[Page]
..............................
Wednesday, April 6, 2011

Black Widow

I have two irrational fears
  1. Aliens stemming from the time my parents took me to see E.T. in the movie theater, and
  2. Spiders stemming from God knows where.
While there is an entire post that can be written about me and my relationship with aliens, alien movies and how my friends and family have tortured me over the years, the events of today insist that I write about spiders.

My house has always been a magnet for tons of spider activity. In particular, the bedroom that I grew up in seemed particularly popular. Although he deems my fear irrational, my brother can at least attest to these two facts. I have never imagined it. I have, however, imagined quite a few outrageous scenarios involving spiders and their obsession with me.

Sp.A.N.

I suppose it is best to begin with SpAN, more widely known as "Spiders Against Nicole." This has been a growing group of spiders thoroughly amused with my reaction toward them. They hold regular meetings and have their recruitment office in my basement (which is why there are always so many spiders in the basement). They work out who is going to sneak up on me, when they are going to do so and what kind of trick are they going to pull when I finally see them. Some popular moves that, I believe, have been planned in advanced over spider-committee include:
  • the Mission Impossible/SWAT team drop
  • the raising of one leg in my general direction
  • the stand completely still so she thinks you are not alive until she gets really close
  • the jump
  • the run across the windshield while she's driving
On occasion, I do believe that SpAN has invited humans into their web of trickery. My mother and boyfriend (now husband) once spent about a month placing a super-scary looking spider cut out from a magazine all over the house, in my lunch bag and anywhere else I might find it and scream. This, undeniably, was an action that was instigated by SpAN!
..............................
Position annotation records
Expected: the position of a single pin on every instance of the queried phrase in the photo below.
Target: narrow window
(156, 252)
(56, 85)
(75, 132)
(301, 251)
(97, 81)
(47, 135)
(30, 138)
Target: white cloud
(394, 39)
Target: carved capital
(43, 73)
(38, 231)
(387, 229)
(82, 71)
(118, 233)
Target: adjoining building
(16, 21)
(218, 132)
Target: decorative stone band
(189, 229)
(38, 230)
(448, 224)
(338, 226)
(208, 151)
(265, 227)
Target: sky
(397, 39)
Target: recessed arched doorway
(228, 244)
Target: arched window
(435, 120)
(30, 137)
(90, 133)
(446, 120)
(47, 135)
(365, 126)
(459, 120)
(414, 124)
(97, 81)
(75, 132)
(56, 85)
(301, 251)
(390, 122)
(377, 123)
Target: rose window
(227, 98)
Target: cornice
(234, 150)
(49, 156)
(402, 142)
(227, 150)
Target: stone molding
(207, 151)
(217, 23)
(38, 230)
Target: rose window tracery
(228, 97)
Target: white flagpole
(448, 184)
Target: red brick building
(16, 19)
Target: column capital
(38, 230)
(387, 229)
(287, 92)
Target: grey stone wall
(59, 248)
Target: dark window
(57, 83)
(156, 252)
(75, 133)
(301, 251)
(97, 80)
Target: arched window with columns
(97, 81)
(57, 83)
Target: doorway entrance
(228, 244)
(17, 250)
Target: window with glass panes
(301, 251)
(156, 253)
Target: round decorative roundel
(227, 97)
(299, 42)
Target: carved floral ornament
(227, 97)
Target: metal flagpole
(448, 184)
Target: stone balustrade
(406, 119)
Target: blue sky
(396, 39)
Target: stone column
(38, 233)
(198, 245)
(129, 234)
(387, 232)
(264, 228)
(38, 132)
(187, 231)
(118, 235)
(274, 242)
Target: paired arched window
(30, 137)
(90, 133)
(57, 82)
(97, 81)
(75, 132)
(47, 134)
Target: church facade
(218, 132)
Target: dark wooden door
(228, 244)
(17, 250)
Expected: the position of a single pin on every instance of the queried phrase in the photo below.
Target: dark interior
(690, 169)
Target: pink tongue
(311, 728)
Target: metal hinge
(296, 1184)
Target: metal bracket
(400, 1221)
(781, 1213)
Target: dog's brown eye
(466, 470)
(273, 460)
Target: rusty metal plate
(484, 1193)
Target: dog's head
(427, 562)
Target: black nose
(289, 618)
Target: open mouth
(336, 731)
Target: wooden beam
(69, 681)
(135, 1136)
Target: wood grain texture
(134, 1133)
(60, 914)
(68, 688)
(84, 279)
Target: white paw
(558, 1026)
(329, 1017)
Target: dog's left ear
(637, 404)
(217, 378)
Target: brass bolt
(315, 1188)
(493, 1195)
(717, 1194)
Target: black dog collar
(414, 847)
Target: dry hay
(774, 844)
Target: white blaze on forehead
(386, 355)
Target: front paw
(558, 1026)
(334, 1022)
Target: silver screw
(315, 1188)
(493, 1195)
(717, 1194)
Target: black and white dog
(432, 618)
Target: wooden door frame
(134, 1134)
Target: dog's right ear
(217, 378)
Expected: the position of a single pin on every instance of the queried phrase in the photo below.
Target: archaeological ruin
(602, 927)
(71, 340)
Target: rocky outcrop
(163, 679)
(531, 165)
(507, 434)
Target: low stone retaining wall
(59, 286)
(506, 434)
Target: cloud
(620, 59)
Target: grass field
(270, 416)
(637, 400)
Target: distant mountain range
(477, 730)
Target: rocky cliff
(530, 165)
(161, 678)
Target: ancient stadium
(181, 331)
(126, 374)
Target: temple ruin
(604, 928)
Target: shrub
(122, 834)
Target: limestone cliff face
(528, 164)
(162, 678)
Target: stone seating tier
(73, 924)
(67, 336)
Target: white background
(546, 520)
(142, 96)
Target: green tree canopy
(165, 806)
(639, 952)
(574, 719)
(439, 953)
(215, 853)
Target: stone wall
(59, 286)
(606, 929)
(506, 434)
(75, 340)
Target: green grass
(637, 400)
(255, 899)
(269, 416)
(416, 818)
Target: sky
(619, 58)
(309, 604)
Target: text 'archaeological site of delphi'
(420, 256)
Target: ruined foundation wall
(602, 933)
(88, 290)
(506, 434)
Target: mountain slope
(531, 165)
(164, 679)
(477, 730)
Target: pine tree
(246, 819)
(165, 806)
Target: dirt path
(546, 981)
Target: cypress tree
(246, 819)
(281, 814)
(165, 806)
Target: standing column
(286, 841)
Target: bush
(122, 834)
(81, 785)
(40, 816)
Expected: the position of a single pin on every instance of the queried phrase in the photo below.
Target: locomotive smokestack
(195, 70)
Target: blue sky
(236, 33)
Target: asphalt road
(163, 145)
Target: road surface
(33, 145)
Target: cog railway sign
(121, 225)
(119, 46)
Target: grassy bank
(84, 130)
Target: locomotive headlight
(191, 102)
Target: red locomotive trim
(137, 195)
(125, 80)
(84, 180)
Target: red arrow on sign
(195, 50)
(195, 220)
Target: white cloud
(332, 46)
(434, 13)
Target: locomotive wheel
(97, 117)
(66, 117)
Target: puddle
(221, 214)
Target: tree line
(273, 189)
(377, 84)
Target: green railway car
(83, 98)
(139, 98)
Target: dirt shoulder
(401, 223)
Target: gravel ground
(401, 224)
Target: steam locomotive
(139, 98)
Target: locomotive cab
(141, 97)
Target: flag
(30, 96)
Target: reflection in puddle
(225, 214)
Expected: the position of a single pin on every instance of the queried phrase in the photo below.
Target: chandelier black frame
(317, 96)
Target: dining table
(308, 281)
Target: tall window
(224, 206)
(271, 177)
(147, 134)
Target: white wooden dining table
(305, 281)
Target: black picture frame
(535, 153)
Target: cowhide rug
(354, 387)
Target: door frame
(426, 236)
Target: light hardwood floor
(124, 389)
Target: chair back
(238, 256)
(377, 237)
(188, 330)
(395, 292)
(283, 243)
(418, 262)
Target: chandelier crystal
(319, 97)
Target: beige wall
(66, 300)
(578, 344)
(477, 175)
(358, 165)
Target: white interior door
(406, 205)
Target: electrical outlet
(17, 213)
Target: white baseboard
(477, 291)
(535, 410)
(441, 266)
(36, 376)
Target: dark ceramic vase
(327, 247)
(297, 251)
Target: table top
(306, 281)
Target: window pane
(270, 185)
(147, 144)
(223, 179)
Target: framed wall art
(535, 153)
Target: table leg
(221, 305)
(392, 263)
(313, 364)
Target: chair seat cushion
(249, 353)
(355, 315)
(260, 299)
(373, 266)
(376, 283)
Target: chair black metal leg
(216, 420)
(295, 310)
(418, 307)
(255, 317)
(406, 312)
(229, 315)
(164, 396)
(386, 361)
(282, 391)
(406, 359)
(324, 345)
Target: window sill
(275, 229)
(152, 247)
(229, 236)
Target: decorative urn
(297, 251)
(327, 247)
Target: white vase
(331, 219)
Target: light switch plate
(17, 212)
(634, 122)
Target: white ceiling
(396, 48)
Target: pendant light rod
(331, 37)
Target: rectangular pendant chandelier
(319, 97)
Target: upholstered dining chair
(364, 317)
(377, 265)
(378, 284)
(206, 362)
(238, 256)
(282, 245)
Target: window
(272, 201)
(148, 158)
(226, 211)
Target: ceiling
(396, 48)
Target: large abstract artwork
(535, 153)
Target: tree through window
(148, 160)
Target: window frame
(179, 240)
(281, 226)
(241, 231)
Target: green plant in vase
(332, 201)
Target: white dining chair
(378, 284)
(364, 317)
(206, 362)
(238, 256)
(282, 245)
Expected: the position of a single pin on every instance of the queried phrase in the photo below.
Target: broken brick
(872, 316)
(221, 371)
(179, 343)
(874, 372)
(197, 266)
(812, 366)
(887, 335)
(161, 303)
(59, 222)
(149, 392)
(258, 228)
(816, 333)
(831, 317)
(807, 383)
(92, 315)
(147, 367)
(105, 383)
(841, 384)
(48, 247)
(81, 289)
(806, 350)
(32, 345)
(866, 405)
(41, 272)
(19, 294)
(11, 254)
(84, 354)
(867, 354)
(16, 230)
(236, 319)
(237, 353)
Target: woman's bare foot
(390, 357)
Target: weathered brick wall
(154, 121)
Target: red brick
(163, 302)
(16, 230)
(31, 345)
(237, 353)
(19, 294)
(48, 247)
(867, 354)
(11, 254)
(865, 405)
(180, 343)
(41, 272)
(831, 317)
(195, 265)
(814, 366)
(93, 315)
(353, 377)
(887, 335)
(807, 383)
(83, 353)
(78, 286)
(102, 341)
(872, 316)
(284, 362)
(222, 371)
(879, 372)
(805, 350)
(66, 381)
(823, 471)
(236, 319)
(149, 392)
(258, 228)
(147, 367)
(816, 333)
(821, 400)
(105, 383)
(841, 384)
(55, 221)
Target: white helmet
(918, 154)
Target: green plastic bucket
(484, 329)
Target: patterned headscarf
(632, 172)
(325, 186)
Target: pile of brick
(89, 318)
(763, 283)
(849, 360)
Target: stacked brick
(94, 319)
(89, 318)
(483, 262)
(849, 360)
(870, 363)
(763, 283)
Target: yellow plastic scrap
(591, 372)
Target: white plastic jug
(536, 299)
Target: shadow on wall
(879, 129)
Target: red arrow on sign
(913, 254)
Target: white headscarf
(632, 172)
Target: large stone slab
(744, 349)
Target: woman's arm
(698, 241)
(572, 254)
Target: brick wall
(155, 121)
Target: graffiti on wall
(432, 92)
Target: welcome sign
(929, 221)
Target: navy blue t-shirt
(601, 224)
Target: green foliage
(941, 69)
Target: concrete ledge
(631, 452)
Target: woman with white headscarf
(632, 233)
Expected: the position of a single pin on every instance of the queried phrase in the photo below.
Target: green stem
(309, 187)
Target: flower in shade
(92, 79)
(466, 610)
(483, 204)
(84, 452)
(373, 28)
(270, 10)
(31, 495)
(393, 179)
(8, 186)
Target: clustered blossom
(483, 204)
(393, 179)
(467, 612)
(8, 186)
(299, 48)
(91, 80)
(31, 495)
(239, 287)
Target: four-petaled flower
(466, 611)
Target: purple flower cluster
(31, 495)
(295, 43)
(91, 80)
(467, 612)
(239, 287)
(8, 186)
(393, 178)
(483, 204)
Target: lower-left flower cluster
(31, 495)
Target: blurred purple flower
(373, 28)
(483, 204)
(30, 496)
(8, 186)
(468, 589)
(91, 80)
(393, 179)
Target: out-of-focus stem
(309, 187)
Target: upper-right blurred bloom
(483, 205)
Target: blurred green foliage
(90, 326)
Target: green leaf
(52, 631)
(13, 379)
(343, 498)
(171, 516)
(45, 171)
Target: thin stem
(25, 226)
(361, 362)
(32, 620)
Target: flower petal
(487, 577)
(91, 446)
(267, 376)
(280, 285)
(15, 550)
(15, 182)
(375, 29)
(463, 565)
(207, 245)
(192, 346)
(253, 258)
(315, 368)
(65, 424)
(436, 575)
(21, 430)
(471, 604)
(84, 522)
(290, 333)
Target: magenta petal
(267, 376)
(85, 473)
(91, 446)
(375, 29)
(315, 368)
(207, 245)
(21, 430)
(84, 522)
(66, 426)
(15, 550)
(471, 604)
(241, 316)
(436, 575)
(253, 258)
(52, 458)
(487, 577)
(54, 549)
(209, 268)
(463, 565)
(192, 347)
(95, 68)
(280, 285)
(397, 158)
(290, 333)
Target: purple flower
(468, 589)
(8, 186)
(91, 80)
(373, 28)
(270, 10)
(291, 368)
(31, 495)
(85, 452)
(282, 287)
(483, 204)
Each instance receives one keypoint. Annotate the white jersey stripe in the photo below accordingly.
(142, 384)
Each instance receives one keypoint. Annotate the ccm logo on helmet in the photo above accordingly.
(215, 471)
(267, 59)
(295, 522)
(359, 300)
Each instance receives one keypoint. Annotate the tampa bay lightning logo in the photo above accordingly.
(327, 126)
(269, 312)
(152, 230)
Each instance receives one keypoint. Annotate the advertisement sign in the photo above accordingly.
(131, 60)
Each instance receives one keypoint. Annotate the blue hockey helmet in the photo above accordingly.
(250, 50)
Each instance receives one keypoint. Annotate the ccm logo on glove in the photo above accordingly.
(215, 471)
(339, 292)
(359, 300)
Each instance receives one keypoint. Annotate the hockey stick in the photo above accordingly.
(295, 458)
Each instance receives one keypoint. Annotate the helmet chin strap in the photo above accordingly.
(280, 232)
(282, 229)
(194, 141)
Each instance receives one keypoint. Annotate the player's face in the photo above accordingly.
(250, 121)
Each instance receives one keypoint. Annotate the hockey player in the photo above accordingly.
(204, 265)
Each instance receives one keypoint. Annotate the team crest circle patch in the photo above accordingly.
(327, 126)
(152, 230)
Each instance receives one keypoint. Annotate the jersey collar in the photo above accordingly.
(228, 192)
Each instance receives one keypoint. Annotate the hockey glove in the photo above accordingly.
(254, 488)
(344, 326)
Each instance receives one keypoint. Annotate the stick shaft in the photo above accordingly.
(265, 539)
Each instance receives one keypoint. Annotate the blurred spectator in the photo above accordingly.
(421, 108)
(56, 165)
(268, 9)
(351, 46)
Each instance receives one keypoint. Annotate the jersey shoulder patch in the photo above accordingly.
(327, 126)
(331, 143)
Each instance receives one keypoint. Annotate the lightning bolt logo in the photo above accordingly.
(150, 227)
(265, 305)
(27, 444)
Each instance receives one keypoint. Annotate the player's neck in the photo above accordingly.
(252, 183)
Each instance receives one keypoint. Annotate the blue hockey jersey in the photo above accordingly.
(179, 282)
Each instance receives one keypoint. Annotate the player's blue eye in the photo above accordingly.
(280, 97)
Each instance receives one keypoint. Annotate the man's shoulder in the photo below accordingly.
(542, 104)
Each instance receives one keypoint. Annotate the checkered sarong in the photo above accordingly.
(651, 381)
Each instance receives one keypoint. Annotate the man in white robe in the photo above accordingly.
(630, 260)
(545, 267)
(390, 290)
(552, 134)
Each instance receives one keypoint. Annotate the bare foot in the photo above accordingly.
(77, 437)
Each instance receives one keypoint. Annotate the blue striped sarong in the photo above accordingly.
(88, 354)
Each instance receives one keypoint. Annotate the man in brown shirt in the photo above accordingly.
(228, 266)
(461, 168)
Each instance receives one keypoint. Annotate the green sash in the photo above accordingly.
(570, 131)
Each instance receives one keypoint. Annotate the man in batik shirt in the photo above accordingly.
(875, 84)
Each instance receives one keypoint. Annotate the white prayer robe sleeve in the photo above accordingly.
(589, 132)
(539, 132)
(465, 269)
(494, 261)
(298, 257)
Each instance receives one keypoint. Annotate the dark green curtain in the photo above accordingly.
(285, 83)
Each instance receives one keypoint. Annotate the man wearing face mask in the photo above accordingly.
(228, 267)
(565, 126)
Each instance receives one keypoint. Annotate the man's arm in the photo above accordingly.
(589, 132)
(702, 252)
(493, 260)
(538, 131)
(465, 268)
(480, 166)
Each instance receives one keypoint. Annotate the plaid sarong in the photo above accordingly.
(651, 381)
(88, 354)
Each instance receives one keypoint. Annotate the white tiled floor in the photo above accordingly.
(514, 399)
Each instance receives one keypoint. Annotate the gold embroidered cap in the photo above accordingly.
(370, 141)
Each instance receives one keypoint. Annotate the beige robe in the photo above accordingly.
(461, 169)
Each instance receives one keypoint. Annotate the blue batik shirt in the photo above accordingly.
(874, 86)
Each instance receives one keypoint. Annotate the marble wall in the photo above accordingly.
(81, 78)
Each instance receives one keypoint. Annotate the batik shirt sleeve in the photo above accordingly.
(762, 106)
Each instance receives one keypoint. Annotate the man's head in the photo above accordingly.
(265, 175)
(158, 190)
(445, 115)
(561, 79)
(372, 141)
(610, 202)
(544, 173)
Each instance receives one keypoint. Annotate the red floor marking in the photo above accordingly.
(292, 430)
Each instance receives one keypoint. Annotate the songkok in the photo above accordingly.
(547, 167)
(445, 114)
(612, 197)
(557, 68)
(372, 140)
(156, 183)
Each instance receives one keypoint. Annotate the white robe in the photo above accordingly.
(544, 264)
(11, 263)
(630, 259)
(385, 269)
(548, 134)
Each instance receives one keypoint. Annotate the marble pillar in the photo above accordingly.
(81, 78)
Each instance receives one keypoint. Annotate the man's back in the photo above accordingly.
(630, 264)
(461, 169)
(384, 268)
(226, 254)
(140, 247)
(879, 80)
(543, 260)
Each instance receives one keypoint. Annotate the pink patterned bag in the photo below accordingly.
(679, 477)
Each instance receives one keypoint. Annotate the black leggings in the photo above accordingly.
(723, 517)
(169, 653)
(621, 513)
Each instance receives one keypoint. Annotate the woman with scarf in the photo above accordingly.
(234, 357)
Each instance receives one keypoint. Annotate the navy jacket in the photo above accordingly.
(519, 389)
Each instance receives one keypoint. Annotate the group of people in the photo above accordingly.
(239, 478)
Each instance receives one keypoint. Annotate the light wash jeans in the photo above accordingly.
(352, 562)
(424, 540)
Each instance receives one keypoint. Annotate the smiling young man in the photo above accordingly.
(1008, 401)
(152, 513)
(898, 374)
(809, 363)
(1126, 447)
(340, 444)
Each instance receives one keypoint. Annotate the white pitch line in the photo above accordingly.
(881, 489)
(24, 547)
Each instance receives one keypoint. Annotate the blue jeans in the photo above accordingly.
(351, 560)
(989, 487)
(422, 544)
..............................
[Goals]
**a)** In the blog post about spiders, what does "SpAN" stand for?
**b)** Continue the blog post about spiders, picking up right after its final sentence.

[Responses for each task]
**a)** Spiders Against Nicole

**b)**
The Greatest Fear of All

The one constant in all of my spider fears has singularly fell with the impending doom of my someday encounter with a Black Widow. I learned about how frightening a bite from one of these venomous girls can be and I was terrified. I feared that every spider I found was a baby black widow. After having their fun with me, friends and family would assure me that I need not worry as long as I stayed in New York - black widows live in South Western United States, they love the heat. I tried to take this to heart.

Then someone told me the IKEA story. In short, a couple bought a plant from IKEA and brought a black widow home with them. For YEARS I did not walk through the plant section of IKEA - I REFUSED. I would run through their shortcut lanes and say a little prayer when I got to the other side. I did not want a black widow on me!

I was ridiculous. I continue to be. Two days ago I was out weeding in my backyard when a wolf spider jumped out of the weeds I pulled. I jumped a mile high and started throwing the weeds around. I told the spider to, "Go live somewhere else! I am trying to get some work done!" I must have looked insane to my neighbors.

I keep trying to be strong, but it doesn't always work. Fear is a funny thing.

Today

Fear or no fears, the sun came out again today, so I set out to finish what I started in the backyard. My backyard is a huge mess, so there is a lot to do. I won't bore you with all the details, but at around 2pm, I came upon an overturned red pot that I was not sure if I should keep or not. I decided to turn it over to see what condition it was in. Here's what I found:
Do you see that large black spider?
Perhaps you need a closer view...
Do you see how shiny it is?!?!
I had a very strong feeling I knew exactly what kind of spider that was sitting right in front of me here in New York City... My husband came home and decided to take a closer look
It wasn't as sunny anymore. I was trying to get the abdomen in this picture.
What is not visible in this picture is the very fancy red hourglass on this lady's abdomen. Guess what that means?
We captured her.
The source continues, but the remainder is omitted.